- [Written instruction] Copy out, unchanged, the records below from the line containing "For every instance of the white" down to the line containing "(1126, 648)", including both of those lines.

- [Supplied data]
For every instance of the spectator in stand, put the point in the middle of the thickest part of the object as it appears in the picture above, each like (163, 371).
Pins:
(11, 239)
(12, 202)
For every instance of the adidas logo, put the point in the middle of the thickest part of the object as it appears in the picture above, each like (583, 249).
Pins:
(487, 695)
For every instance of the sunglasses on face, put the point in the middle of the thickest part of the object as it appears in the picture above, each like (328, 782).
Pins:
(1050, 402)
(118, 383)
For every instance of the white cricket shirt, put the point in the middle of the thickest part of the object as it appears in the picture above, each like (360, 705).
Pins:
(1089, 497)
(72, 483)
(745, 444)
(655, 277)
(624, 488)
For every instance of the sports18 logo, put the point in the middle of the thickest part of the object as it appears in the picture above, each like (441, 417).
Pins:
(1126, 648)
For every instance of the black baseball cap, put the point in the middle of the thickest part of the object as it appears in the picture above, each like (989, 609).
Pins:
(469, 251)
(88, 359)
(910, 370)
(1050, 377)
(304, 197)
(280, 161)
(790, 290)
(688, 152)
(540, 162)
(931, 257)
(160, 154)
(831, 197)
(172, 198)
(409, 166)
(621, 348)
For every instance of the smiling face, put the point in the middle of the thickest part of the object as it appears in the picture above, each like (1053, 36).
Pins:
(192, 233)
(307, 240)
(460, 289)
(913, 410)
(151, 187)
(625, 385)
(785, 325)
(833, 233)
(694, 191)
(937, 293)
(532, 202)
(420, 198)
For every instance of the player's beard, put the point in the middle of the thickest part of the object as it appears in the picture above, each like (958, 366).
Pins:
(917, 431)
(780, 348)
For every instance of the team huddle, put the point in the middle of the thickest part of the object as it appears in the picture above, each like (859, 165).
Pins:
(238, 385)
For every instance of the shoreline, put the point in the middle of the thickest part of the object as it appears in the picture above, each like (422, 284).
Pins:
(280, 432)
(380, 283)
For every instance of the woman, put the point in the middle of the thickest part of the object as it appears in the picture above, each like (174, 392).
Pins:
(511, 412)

- [Solution]
For every instance of the white cricket shirt, put the point in the middle of the thickest part of the object as it appears in the picture above, each like (360, 705).
Pins:
(1089, 497)
(72, 483)
(745, 444)
(655, 277)
(624, 488)
For every instance of the sports18 logo, put the point in the middle of the thickest part of the object as it appears in the picture above, each like (441, 417).
Pins:
(1126, 648)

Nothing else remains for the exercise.